*INPUT RECORDS*:
::::

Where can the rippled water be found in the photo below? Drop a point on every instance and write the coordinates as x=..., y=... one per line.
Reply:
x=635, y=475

::::

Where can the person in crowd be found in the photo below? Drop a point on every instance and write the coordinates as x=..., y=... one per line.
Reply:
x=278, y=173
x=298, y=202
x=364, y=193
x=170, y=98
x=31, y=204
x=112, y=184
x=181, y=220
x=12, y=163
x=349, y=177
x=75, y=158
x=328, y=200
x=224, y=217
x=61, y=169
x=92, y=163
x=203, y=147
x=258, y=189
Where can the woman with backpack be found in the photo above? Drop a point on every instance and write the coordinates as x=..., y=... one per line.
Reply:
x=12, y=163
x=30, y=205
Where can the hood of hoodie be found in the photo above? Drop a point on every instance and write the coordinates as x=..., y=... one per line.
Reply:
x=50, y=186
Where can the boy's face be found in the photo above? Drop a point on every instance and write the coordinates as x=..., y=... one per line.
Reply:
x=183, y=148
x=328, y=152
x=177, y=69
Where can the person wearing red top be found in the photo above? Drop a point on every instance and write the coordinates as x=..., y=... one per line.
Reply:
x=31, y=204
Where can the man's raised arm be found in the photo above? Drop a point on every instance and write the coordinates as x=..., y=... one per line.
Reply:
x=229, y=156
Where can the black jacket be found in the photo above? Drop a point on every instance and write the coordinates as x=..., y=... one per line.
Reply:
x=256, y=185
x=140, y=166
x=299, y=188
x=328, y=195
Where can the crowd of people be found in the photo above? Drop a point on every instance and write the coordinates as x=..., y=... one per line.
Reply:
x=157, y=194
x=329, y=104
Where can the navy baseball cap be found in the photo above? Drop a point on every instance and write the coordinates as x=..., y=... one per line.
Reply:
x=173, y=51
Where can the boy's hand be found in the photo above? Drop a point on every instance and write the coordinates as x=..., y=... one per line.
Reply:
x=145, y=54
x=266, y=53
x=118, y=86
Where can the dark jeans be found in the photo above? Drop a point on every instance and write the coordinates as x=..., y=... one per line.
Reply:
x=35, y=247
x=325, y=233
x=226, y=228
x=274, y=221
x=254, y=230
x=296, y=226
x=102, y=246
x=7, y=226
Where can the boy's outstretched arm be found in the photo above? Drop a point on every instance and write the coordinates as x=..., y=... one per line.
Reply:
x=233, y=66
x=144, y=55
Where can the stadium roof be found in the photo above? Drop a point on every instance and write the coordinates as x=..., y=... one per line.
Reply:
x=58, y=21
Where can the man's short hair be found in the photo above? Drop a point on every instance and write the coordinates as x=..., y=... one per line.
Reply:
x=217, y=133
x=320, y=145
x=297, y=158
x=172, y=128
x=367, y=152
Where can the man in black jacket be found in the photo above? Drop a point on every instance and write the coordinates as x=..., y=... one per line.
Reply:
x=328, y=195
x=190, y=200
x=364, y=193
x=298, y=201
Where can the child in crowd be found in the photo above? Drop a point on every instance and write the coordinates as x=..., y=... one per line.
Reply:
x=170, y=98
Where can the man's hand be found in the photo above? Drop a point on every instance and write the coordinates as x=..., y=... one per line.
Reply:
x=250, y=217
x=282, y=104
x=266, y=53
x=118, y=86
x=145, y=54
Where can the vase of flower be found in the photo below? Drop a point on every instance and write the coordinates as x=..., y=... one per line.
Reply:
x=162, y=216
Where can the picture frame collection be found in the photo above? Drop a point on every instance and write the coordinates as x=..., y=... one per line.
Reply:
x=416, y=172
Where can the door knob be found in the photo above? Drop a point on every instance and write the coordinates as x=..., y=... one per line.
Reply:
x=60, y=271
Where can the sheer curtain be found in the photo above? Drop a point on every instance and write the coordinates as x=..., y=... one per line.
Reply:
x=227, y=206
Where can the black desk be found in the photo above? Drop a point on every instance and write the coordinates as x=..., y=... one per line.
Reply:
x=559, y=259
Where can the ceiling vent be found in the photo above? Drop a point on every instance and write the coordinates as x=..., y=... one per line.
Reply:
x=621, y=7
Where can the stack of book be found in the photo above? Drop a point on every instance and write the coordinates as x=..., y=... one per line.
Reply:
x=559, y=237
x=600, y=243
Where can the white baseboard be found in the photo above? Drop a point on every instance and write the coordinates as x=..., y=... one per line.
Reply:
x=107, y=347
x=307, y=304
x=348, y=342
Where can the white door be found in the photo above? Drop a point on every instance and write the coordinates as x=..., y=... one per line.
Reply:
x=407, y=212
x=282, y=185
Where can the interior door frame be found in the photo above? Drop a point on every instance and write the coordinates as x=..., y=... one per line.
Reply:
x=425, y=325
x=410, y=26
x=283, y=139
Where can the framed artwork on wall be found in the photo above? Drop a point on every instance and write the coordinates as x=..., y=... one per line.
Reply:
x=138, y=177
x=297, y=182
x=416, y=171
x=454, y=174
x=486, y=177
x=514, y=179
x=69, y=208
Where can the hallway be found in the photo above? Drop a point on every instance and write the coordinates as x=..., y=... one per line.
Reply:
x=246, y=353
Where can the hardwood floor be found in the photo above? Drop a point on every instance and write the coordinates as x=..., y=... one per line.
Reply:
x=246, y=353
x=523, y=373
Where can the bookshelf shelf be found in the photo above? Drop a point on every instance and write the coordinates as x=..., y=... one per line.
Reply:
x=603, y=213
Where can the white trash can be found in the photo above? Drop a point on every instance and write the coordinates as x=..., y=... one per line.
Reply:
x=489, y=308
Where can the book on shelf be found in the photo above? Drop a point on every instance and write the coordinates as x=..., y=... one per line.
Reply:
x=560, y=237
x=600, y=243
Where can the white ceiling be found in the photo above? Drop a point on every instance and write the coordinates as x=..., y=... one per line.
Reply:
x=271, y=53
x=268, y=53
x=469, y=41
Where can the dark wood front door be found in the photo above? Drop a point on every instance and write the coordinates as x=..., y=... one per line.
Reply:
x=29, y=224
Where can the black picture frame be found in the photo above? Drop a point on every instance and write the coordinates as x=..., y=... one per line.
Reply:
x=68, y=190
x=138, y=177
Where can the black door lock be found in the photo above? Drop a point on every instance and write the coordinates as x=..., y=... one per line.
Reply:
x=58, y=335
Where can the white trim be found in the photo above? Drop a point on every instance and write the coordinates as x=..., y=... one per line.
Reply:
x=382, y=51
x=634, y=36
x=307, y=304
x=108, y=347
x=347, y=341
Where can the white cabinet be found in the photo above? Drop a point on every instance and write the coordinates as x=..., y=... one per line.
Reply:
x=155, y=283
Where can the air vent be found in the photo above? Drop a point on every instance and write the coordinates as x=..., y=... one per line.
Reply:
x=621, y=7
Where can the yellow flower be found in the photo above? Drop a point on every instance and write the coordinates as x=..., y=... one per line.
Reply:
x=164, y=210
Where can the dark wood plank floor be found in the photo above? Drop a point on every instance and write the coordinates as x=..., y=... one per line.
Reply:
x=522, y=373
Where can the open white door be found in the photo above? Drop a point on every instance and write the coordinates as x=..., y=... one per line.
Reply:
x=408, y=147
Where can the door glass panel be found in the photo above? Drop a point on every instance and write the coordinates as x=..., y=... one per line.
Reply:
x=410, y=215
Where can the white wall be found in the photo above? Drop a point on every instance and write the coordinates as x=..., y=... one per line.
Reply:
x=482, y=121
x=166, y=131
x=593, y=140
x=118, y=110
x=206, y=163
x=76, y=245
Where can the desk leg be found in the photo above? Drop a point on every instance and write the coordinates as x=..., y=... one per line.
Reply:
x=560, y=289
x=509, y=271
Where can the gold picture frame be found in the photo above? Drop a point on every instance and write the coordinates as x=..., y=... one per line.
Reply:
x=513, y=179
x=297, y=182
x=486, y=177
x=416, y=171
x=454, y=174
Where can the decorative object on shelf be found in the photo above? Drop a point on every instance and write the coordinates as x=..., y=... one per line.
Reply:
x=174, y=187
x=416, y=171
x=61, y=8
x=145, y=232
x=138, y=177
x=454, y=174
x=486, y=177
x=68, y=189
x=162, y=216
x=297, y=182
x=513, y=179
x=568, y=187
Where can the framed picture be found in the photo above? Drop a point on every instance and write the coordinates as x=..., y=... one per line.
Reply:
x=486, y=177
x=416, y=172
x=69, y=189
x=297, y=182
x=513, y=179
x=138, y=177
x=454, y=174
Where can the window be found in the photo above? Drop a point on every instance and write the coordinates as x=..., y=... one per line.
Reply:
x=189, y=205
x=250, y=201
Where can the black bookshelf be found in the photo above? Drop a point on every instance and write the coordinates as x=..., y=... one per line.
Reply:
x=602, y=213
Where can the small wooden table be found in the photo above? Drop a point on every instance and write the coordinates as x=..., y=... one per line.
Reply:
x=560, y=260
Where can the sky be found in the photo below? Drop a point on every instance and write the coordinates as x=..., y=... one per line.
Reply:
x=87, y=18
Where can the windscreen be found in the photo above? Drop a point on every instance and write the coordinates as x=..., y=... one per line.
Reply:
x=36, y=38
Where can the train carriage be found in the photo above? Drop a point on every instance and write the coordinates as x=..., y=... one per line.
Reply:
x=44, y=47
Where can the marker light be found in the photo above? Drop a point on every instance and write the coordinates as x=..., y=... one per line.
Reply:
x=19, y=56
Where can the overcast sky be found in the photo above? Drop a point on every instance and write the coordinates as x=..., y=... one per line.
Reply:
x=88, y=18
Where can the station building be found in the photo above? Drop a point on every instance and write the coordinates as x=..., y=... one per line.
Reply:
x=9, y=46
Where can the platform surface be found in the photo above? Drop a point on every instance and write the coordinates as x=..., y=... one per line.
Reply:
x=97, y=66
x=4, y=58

::::

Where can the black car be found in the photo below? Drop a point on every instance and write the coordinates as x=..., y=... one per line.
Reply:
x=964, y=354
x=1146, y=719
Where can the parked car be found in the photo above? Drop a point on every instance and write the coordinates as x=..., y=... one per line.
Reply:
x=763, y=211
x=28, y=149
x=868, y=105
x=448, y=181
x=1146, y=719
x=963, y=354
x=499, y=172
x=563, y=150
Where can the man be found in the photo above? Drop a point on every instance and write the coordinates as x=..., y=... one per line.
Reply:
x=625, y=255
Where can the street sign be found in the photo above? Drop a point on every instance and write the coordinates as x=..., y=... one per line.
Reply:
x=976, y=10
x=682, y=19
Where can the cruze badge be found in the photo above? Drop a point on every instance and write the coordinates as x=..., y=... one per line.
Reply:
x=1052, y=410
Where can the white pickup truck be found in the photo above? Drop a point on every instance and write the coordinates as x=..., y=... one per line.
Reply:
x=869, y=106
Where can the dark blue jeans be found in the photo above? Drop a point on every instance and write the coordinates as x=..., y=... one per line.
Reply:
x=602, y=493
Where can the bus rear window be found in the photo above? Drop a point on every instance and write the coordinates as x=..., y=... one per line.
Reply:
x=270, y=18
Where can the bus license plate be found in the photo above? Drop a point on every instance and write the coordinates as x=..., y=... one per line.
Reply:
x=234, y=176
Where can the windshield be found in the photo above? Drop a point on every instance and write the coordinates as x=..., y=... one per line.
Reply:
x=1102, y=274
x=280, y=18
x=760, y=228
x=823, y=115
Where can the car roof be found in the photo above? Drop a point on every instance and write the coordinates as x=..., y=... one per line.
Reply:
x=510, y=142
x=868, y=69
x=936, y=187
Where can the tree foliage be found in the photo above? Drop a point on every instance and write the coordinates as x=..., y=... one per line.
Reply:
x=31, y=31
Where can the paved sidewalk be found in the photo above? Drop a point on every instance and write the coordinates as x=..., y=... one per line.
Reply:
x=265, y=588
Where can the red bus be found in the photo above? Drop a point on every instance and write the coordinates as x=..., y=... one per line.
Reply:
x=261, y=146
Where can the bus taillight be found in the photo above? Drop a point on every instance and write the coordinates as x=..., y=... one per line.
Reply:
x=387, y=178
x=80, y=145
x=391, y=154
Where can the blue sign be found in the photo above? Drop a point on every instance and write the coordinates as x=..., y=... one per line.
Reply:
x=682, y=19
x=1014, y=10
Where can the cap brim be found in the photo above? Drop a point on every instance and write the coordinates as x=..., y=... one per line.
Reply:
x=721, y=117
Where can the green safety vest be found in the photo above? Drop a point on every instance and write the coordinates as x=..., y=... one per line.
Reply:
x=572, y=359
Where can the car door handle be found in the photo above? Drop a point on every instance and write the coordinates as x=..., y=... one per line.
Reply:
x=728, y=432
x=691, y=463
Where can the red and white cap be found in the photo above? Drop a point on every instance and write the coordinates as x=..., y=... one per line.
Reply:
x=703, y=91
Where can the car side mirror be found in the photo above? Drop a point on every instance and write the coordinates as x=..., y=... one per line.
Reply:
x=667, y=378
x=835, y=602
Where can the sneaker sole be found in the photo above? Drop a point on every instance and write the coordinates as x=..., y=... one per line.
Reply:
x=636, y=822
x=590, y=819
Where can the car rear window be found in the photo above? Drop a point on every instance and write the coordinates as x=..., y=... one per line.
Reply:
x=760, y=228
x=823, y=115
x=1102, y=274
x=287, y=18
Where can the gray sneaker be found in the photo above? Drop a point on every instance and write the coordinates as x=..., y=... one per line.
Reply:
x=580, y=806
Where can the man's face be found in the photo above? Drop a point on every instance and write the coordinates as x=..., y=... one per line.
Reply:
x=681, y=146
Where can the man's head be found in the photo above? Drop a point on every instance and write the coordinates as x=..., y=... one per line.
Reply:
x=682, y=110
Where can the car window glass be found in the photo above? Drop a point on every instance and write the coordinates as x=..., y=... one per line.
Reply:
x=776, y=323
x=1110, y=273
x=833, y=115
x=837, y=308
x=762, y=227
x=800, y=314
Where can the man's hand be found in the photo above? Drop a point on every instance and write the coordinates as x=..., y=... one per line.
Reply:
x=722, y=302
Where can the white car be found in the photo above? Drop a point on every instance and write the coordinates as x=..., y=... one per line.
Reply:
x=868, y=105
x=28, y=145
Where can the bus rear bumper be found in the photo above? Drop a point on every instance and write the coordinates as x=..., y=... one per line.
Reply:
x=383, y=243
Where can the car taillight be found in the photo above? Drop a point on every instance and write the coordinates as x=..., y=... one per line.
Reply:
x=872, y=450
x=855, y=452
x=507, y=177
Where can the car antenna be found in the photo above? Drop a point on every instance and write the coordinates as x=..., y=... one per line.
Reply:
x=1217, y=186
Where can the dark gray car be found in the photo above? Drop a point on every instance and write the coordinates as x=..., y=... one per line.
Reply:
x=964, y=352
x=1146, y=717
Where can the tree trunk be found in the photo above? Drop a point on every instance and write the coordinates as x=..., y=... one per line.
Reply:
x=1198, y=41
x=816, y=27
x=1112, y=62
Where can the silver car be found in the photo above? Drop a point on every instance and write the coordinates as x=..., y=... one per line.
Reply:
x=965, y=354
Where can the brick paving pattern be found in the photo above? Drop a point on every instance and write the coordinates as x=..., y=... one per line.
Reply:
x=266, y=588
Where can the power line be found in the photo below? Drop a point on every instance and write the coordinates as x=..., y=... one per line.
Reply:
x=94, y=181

::::

*EXERCISE DETAILS*: Please quote the rows above word for word, from the line holding "Where can the man in" through the line holding "x=348, y=342", with both of those lines included.

*COMPLETE RESPONSE*:
Where can the man in black jacket be found in the photo above? Drop a point on every instance and write the coordinates as x=..., y=... one per line.
Reply:
x=328, y=195
x=190, y=200
x=364, y=193
x=298, y=201
Where can the child in crowd be found in the photo above? Drop a point on every instance and write the coordinates as x=..., y=... one per line.
Reply:
x=170, y=98
Where can the man's hand be found in the photo above? Drop a point on every instance and write the coordinates as x=..., y=... one per line.
Reply:
x=250, y=217
x=282, y=104
x=266, y=53
x=118, y=86
x=145, y=54
Where can the vase of flower be found in the photo below? Drop a point on every instance and write the coordinates as x=..., y=... one per line.
Reply:
x=162, y=216
Where can the picture frame collection be found in the photo above? Drop a point on every instance and write the coordinates as x=..., y=... one per line.
Reply:
x=416, y=172
Where can the door knob be found in the photo above? Drop a point on every instance and write the coordinates as x=..., y=... one per line.
Reply:
x=60, y=271
Where can the sheer curtain be found in the photo above? Drop a point on every instance and write the coordinates as x=..., y=... one per line.
Reply:
x=227, y=206
Where can the black desk be found in the photo above? Drop a point on every instance and write the coordinates as x=..., y=... one per line.
Reply:
x=559, y=259
Where can the ceiling vent be found in the photo above? Drop a point on every instance and write the coordinates as x=..., y=... one per line.
Reply:
x=621, y=7
Where can the stack of book be found in the photo above? Drop a point on every instance and write the coordinates as x=..., y=... one per line.
Reply:
x=559, y=237
x=600, y=243
Where can the white baseboard be found in the photo above? Drop a point on every instance and write the coordinates as x=..., y=... one per line.
Reply:
x=107, y=347
x=307, y=304
x=348, y=342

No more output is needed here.